* What is expected
Shift every bounding-box coordinate in the listing by adding 71 to it, and copy out each line otherwise unchanged. Begin at the top of the listing and stop after the line containing "175,432,221,516", leaving the pictures out.

— START OF Exercise materials —

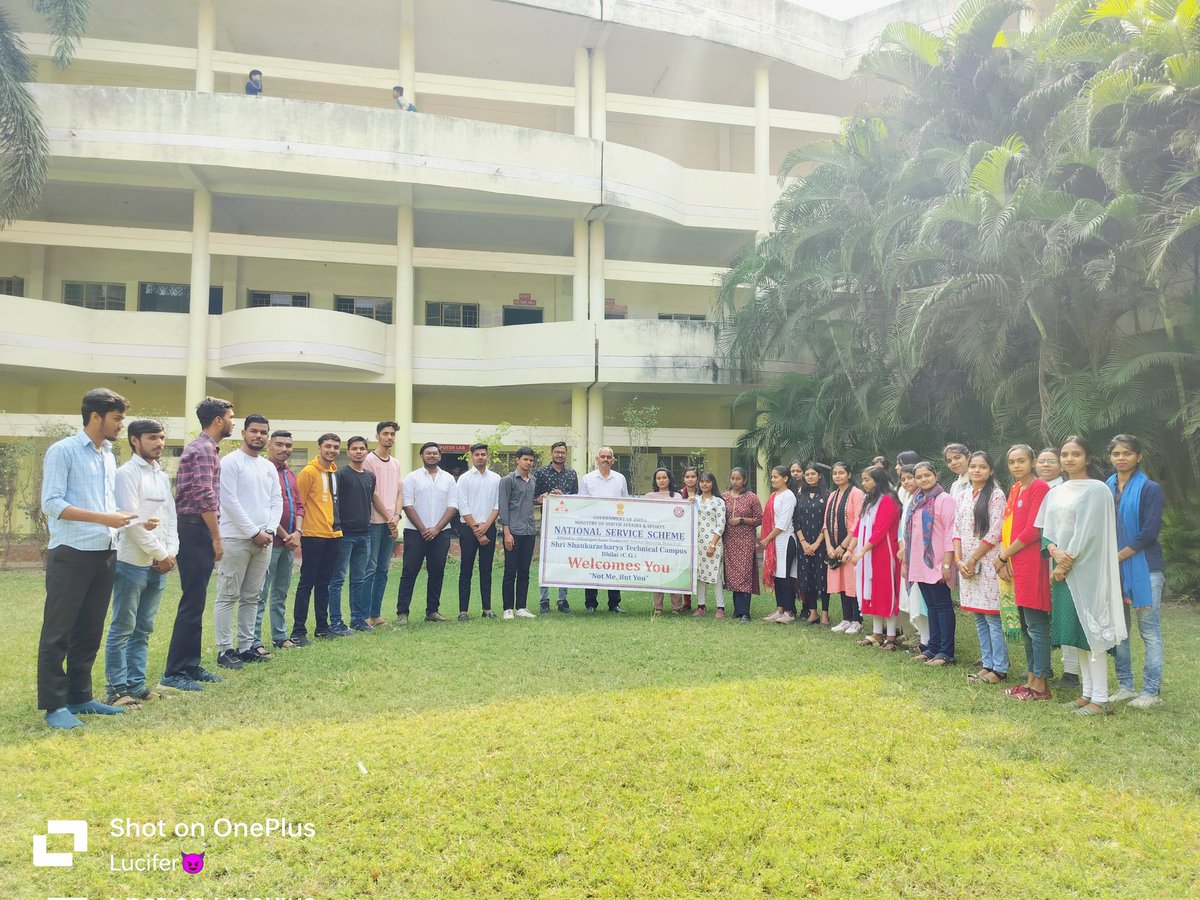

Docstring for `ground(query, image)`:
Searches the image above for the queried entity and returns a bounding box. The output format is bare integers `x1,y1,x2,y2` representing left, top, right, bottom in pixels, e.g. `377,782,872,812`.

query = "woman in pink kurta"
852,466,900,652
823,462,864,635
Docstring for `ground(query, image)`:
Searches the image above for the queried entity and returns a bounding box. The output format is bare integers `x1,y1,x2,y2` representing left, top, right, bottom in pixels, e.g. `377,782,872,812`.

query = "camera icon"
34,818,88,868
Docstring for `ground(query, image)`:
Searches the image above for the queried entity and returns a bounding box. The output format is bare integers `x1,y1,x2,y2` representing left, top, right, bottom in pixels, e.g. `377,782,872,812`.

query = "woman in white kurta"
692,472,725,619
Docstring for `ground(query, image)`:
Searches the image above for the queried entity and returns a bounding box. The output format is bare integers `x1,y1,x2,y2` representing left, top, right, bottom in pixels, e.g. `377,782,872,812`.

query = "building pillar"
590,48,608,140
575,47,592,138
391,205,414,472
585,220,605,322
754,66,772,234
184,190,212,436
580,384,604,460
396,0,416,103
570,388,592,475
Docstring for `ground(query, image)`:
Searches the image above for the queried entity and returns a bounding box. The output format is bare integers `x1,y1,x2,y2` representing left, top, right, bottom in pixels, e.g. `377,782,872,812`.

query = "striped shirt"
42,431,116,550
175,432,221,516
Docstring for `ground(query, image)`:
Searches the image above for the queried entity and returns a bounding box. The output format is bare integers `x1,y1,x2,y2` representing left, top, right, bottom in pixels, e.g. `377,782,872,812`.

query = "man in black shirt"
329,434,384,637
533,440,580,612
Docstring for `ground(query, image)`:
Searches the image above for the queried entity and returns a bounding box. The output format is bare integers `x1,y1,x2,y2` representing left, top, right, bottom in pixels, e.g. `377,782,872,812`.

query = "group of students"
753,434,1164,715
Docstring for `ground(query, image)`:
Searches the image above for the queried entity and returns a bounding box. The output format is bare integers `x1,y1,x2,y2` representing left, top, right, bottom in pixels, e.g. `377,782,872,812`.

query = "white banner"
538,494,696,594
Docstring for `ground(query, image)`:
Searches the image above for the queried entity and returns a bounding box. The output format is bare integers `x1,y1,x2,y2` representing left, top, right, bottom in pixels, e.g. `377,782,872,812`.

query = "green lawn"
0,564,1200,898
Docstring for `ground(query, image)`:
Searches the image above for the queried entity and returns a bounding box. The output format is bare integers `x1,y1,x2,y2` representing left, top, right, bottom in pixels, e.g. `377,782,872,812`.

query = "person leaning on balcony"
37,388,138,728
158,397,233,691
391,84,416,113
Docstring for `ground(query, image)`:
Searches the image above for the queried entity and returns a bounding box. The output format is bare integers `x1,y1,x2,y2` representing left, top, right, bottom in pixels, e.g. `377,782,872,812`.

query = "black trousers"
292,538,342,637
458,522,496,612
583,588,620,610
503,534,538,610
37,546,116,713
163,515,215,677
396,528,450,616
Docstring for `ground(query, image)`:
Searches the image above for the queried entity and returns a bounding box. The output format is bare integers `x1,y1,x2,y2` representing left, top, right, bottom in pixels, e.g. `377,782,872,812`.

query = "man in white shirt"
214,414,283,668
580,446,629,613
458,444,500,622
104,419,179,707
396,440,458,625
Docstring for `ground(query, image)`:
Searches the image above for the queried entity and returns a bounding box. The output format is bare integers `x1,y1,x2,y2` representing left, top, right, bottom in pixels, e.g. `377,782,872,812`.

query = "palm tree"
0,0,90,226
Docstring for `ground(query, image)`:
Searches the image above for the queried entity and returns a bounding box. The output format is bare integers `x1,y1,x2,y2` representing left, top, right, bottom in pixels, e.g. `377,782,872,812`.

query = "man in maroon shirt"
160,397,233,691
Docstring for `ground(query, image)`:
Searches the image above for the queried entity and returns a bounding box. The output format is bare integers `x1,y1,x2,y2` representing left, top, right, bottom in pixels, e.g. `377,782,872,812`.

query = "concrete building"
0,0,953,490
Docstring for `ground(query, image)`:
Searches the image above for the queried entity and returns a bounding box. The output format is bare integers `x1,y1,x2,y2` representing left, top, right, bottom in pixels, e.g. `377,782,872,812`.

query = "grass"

— END OF Exercise materials —

* The answer
Docstring for `ground(query, image)`:
Searches the image above for the queried entity and returns a bounding box. The output format is bare integers `x1,y1,x2,y2` representing left, top, right, bottom in pixels, e.g. `377,782,872,812`.

query = "woman in pink kurta"
923,537,971,723
894,533,935,706
Docstring for `ground(query, image)`:
Searches the image above for the queried entity and returns a bounding box. The output format is bare integers `x1,y1,x2,y2` representing left, top, right, bottom in pixels, e.g. `377,782,872,812`.

query = "camera icon"
105,889,159,939
Docstring for `ground(query, image)`:
Searches the image above for the queried entity and returns a bounding box. The output format is bare integers `x1,y1,x2,y2` representing left, top, right, bottom in pixels, e.g. `377,782,872,812`.

query = "woman in white kurta"
763,543,796,690
Docstring for `ground(query, image)`:
Searches the image above for the queried entity and returns a bounding box. The output format is bare integers `x1,y1,x2,y2` representing left, top, right, bottom in pixels, e.g. `377,782,872,812`.

query = "building pillar"
661,119,679,211
646,118,663,209
462,276,485,543
656,291,676,393
825,137,843,305
255,261,283,507
651,455,675,531
467,71,487,174
641,459,663,546
Docstring for `ground(query, image)`:
Searches the image above for the queried entity and returns a bounding box. The output format is bare integers `x1,y1,x2,y2` representing left, top, right, bottom in pixels, e.g. `377,782,872,812`.

query = "striped shirt"
113,502,187,621
246,503,292,587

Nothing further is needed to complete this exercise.